[Rows from a box labeling dataset]
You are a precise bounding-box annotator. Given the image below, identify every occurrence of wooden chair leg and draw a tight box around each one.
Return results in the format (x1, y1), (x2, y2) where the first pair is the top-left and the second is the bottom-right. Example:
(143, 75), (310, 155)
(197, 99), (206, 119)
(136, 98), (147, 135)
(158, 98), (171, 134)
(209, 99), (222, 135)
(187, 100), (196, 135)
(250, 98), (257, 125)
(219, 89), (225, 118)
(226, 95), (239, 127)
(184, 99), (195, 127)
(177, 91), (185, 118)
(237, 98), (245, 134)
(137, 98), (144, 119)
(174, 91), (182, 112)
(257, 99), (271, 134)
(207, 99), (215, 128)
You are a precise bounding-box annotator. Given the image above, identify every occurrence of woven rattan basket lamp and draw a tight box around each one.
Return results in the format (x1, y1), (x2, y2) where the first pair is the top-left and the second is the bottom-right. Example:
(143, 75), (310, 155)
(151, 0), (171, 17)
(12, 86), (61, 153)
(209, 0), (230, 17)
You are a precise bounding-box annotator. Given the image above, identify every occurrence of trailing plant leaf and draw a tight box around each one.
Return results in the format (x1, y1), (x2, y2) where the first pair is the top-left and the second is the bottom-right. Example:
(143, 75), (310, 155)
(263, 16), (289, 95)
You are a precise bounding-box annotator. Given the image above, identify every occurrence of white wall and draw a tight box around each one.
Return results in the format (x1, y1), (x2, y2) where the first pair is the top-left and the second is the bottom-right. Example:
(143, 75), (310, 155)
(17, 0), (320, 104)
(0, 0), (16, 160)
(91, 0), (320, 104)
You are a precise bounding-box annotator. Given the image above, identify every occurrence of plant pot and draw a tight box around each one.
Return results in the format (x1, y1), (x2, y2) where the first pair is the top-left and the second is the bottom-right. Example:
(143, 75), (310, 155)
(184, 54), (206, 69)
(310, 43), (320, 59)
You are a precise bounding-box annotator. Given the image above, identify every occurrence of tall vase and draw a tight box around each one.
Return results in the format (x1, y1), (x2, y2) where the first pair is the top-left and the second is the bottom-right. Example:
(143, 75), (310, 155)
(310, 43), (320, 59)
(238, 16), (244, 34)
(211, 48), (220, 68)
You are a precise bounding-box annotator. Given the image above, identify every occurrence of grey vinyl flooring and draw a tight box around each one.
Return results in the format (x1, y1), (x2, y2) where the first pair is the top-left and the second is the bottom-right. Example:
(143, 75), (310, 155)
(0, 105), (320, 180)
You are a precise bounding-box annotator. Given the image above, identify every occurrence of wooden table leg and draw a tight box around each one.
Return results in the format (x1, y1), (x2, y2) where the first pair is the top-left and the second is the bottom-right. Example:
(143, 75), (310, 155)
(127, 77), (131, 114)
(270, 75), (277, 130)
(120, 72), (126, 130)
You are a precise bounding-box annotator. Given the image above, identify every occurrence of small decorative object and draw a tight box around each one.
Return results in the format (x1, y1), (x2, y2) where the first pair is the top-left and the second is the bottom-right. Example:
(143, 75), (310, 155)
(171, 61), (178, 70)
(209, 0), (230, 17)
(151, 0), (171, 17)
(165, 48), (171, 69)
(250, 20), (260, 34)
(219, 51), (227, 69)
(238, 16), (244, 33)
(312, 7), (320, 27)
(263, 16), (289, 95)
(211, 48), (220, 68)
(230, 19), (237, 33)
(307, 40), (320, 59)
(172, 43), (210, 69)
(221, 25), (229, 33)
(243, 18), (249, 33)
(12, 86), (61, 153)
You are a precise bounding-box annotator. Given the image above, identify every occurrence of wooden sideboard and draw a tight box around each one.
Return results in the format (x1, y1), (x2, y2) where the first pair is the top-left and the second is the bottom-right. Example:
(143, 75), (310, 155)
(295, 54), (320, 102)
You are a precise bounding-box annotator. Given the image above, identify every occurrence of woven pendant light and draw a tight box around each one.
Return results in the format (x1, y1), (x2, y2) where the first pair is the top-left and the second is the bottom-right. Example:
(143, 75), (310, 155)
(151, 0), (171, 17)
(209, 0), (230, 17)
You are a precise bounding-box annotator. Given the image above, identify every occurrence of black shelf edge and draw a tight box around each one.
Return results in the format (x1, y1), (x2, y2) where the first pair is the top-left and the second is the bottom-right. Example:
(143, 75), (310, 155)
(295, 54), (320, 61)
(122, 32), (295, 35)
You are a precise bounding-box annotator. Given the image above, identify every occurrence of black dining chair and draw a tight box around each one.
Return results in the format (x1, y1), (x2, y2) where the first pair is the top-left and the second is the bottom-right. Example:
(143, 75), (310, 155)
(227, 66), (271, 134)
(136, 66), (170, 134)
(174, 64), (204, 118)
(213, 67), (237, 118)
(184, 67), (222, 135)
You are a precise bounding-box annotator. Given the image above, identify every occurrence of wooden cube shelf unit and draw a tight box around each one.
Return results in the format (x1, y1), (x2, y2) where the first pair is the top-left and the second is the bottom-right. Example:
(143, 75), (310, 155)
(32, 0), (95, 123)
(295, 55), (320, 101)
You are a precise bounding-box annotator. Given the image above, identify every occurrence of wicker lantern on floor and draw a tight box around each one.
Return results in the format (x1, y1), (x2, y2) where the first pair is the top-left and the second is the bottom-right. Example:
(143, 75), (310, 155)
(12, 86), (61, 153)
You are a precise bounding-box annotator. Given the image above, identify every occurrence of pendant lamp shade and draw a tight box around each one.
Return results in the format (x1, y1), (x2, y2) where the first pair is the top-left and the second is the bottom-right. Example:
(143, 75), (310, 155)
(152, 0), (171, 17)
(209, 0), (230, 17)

» What you will do: Can you lay out every line of the items above as a Markdown table with two columns, Row and Line, numbering the rows and omitting blank lines?

» Answer to the exercise:
| Row | Line |
|---|---|
| 1 | You are a precise bounding-box annotator. Given the image below, identify every occurrence of wooden chair leg and draw a tight box around each one. |
| 2 | Return results in the format (x1, y1), (x2, y2) where the first pair is the top-left and the second is the bottom-right. Example: |
| 3 | (143, 75), (310, 155) |
| 4 | (197, 99), (206, 119) |
| 5 | (136, 98), (147, 135) |
| 6 | (158, 98), (171, 134) |
| 7 | (209, 99), (222, 135) |
| 8 | (187, 100), (196, 135) |
| 9 | (250, 98), (257, 125) |
| 10 | (219, 89), (225, 118) |
| 11 | (226, 95), (239, 127) |
| 12 | (184, 99), (195, 127) |
| 13 | (177, 91), (185, 118) |
| 14 | (237, 98), (245, 134) |
| 15 | (137, 98), (144, 119) |
| 16 | (174, 91), (182, 112) |
| 17 | (257, 99), (271, 134) |
| 18 | (207, 99), (215, 128) |
| 19 | You are a precise bounding-box annotator. Given the image above, identify every occurrence of woven rattan basket lamp and draw a tight box around each one. |
| 20 | Return results in the format (x1, y1), (x2, y2) where the first pair is the top-left and the second is the bottom-right. Example: |
| 21 | (143, 75), (310, 155) |
| 22 | (151, 0), (171, 17) |
| 23 | (12, 86), (61, 153) |
| 24 | (209, 0), (230, 17) |
| 25 | You are a precise bounding-box annotator. Given the image above, identify every occurrence of trailing plant leaf and draw a tight box around each one. |
| 26 | Return results in the format (x1, y1), (x2, y2) where the first pair is the top-left and the second is the bottom-right. Example: |
| 27 | (143, 75), (310, 155) |
| 28 | (263, 16), (289, 95) |
| 29 | You are a precise bounding-box annotator. Given the image above, identify every occurrence of white wall and draw a tight box around each one. |
| 30 | Return results in the format (x1, y1), (x2, y2) where the first pair is the top-left and the second is the bottom-right. Example: |
| 31 | (143, 75), (310, 155) |
| 32 | (17, 0), (320, 104) |
| 33 | (0, 0), (16, 160) |
| 34 | (91, 0), (320, 104) |
| 35 | You are a precise bounding-box annotator. Given the image above, identify every occurrence of plant pot and draw a tight box around each one. |
| 36 | Return results in the format (x1, y1), (x2, y2) where the first pair is the top-left and the second is the bottom-right. Example: |
| 37 | (143, 75), (310, 155) |
| 38 | (184, 54), (206, 69) |
| 39 | (310, 43), (320, 59) |
| 40 | You are a precise bounding-box annotator. Given the image above, identify every occurrence of tall vase and draw a tight box around each one. |
| 41 | Return results in the format (x1, y1), (x2, y2) where the first pair is the top-left and the second is the bottom-right. Example: |
| 42 | (143, 75), (310, 155) |
| 43 | (310, 43), (320, 59) |
| 44 | (238, 16), (244, 34) |
| 45 | (211, 48), (220, 68) |
| 46 | You are a precise bounding-box annotator. Given the image above, identify every occurrence of grey vinyl flooring and draw a tight box around each one. |
| 47 | Return results in the format (x1, y1), (x2, y2) where the first pair is the top-left and the second is the bottom-right. Example: |
| 48 | (143, 75), (310, 155) |
| 49 | (0, 105), (320, 180) |
| 50 | You are a precise bounding-box annotator. Given the image above, identify every occurrence of wooden table leg and draw a tight box around each one. |
| 51 | Return results in the format (x1, y1), (x2, y2) where the first pair is the top-left and the second is the bottom-right. Example: |
| 52 | (143, 75), (310, 155) |
| 53 | (127, 77), (131, 114) |
| 54 | (270, 75), (277, 130) |
| 55 | (120, 72), (126, 130) |
| 56 | You are a precise bounding-box annotator. Given the image above, identify every occurrence of small decorative object and draw a tight box around each one. |
| 57 | Return results in the format (x1, y1), (x2, y2) where the first pair is the top-left and the second is the bottom-right. Example: |
| 58 | (143, 75), (310, 155) |
| 59 | (171, 61), (178, 70) |
| 60 | (209, 0), (230, 17) |
| 61 | (151, 0), (171, 17) |
| 62 | (165, 48), (171, 69) |
| 63 | (250, 20), (260, 34) |
| 64 | (219, 51), (227, 69) |
| 65 | (238, 16), (244, 33) |
| 66 | (312, 7), (320, 27) |
| 67 | (263, 16), (289, 95) |
| 68 | (211, 48), (220, 68) |
| 69 | (230, 19), (237, 33) |
| 70 | (307, 40), (320, 59) |
| 71 | (172, 43), (210, 69) |
| 72 | (221, 25), (229, 33) |
| 73 | (243, 18), (249, 33) |
| 74 | (12, 86), (61, 153) |
| 75 | You are a precise bounding-box annotator. Given the image above, identify every occurrence of wooden sideboard and draw a tight box around each one. |
| 76 | Return results in the format (x1, y1), (x2, y2) where the first pair is the top-left and the second is the bottom-right. Example: |
| 77 | (143, 75), (310, 155) |
| 78 | (295, 54), (320, 102) |
| 79 | You are a precise bounding-box annotator. Given the image above, identify every occurrence of woven pendant light and draw a tight box around each one. |
| 80 | Return results in the format (x1, y1), (x2, y2) where the first pair is the top-left and the second is the bottom-right. Example: |
| 81 | (143, 75), (310, 155) |
| 82 | (151, 0), (171, 17) |
| 83 | (209, 0), (230, 17) |
| 84 | You are a precise bounding-box annotator. Given the image above, identify every occurrence of black shelf edge and draw a tight box around each one. |
| 85 | Return results in the format (x1, y1), (x2, y2) where the first pair is the top-left and the second is the bottom-right. Example: |
| 86 | (143, 75), (310, 155) |
| 87 | (295, 54), (320, 61) |
| 88 | (122, 32), (295, 35) |
| 89 | You are a precise bounding-box annotator. Given the image above, identify every occurrence of black dining chair and draw a tight box around each one. |
| 90 | Return results in the format (x1, y1), (x2, y2) where the first pair is the top-left and the second is the bottom-right. Example: |
| 91 | (143, 75), (310, 155) |
| 92 | (227, 66), (271, 134) |
| 93 | (136, 66), (170, 134) |
| 94 | (174, 64), (204, 118) |
| 95 | (213, 67), (237, 118) |
| 96 | (184, 67), (222, 135) |
| 97 | You are a precise bounding-box annotator. Given the image above, identify every occurrence of wooden cube shelf unit and draw a tight box around each one. |
| 98 | Return results in the format (x1, y1), (x2, y2) where the first pair is the top-left and the second is the bottom-right. Example: |
| 99 | (143, 75), (310, 155) |
| 100 | (32, 0), (95, 123) |
| 101 | (295, 55), (320, 101) |
| 102 | You are a precise bounding-box annotator. Given the image above, identify every occurrence of wicker lantern on floor and draw a tight box around each one. |
| 103 | Return results in the format (x1, y1), (x2, y2) where the first pair is the top-left and the second is the bottom-right. Example: |
| 104 | (143, 75), (310, 155) |
| 105 | (12, 86), (61, 153) |
| 106 | You are a precise bounding-box annotator. Given the image above, identify every occurrence of pendant lamp shade and draw a tight box around each one. |
| 107 | Return results in the format (x1, y1), (x2, y2) where the first pair is the top-left and the second is the bottom-right. Example: |
| 108 | (143, 75), (310, 155) |
| 109 | (152, 0), (171, 17) |
| 110 | (209, 0), (230, 17) |